**Exercise goal:**
The required output is the line with "If you could mark the dirt" and each line that follows it to the end of the entries below, copied exactly and with nothing added.
Segment Start: The input
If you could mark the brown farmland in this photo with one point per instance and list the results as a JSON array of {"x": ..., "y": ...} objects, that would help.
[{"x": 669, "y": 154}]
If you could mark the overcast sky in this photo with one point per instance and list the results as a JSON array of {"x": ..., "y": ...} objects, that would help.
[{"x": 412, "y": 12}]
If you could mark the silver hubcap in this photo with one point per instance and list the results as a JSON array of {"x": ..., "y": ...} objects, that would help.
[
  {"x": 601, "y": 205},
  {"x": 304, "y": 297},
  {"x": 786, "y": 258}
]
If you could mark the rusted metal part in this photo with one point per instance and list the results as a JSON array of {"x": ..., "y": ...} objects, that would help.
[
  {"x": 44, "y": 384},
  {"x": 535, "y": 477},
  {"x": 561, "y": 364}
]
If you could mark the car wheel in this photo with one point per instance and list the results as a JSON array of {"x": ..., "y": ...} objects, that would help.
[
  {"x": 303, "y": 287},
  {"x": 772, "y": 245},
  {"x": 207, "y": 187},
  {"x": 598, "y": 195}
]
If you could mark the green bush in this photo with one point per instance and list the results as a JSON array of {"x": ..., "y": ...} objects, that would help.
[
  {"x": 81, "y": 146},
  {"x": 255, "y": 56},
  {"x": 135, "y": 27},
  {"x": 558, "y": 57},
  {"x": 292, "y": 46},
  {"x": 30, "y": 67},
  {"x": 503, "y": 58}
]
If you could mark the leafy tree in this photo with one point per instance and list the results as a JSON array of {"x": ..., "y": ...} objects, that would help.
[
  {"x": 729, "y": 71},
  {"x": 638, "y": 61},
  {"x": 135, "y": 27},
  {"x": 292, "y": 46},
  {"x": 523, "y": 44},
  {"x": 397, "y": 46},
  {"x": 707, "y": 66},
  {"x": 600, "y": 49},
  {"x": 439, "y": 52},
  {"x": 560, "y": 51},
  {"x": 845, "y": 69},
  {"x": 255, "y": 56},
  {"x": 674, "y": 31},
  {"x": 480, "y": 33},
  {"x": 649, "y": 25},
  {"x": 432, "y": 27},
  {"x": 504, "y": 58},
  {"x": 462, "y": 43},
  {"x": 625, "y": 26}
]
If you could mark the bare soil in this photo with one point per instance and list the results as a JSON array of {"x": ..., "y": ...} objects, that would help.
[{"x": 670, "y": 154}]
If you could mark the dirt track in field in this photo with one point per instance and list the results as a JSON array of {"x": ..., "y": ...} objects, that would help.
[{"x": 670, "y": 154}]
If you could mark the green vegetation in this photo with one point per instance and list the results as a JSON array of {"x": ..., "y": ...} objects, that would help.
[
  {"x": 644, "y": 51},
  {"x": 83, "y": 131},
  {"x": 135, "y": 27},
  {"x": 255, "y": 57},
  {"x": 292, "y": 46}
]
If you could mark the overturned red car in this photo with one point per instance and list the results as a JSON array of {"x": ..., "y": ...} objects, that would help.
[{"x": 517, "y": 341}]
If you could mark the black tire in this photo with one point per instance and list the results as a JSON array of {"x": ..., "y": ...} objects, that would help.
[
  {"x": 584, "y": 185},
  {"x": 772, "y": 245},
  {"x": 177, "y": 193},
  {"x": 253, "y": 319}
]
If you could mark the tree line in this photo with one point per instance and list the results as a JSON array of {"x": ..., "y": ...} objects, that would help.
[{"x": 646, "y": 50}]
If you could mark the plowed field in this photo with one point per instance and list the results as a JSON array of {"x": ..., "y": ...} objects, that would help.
Segment End: The input
**Output for this task:**
If you could mark the dirt track in field in this photo with one point per instance and list the results as a JSON array of {"x": ..., "y": ...} objects, that would help.
[{"x": 670, "y": 154}]
If you could mark the green vegetation in this photo with one point per instance and list the results as a JSON array of {"x": ..., "y": ...} objects, that would help.
[
  {"x": 644, "y": 51},
  {"x": 83, "y": 131},
  {"x": 135, "y": 27},
  {"x": 255, "y": 57},
  {"x": 292, "y": 46}
]
If you could mark the overturned red car in this photo with one point per instance and list the results as a JSON array of {"x": ..., "y": ...} objects, that would help.
[{"x": 517, "y": 341}]
If you could mark the black tire in this photo with one point per instance and list the results as a JSON array of {"x": ..., "y": ...} objects, that would help.
[
  {"x": 584, "y": 185},
  {"x": 772, "y": 245},
  {"x": 177, "y": 193},
  {"x": 253, "y": 319}
]
If you could mark the tree line in this photo with one point per instance and list the results as a JSON array of {"x": ..., "y": ...} objects, that would help.
[{"x": 646, "y": 50}]
If you could mark the plowed field in this photo with one point per instance and list the results as a JSON array of {"x": ..., "y": ...} objects, that would help.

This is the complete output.